● **SCHRIFTLICHE AUFGABE A**
Ordne die Datensätze weiter unten als CSV mit den zwei Spalten „anfrage“ und „antwort“ an, eine Zeile pro Datensatz. Setze jedes Feld in Anführungszeichen und ersetze Zeilenumbrüche darin durch Leerzeichen.

● **QUELLENAUSZUG**
────────────────────────────────────────
Was gibt’s im Album »Stream of Consciousness« zu hören? – Musik, die durch den Kopf zieht, wenn weder Ziel noch Zweck, noch Vorhaben oder Suchen den Weg verstellen und stattdessen ein Strom unbestimmter Gedanken vorbeitreibt.
Die Ideen für die Musik dieses Albums entstanden beim Eintauchen in akustische Aufnahmen, manche für Monate und Jahre im Archiv gelagert, hin und wieder gewendet und gebürstet, um sie auf ihr neues Dasein als musikalische Objekte vorzubereiten.
Es ist durchweg Musique concrète in der Tradition Pierre Schaeffers und Pierre Henrys. Der amerikanische Komponist Tod Dockstader sagt dazu, Schaeffer arbeite mit dem Klang im Ohr, direkt mit dem Klang, im Gegensatz zur „abstrakten Musik“, bei der Klänge geschrieben werden.

Kuhstall goes Konzertsaal – und ein Hafen wird zum Klangkunstwerk. Spannend und berührend.
────────────────────────────────────────
● **SCHRIFTLICHE AUFGABE B**
In wessen Tradition steht die Musik des Albums laut dem Quellenauszug?
────────────────────────────────────────
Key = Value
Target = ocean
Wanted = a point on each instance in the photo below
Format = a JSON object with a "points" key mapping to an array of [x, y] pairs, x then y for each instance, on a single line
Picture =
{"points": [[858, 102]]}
────────────────────────────────────────
● **ENDGÜLTIGE ANTWORT A**
anfrage,antwort
"Key = Value Target = ocean Wanted = a point on each instance in the photo below Format = a JSON object with a ""points"" key mapping to an array of [x, y] pairs, x then y for each instance, on a single line Picture =","{""points"": [[858, 102]]}"

● **ENDGÜLTIGE ANTWORT B**
In der Tradition Pierre Schaeffers und Pierre Henrys.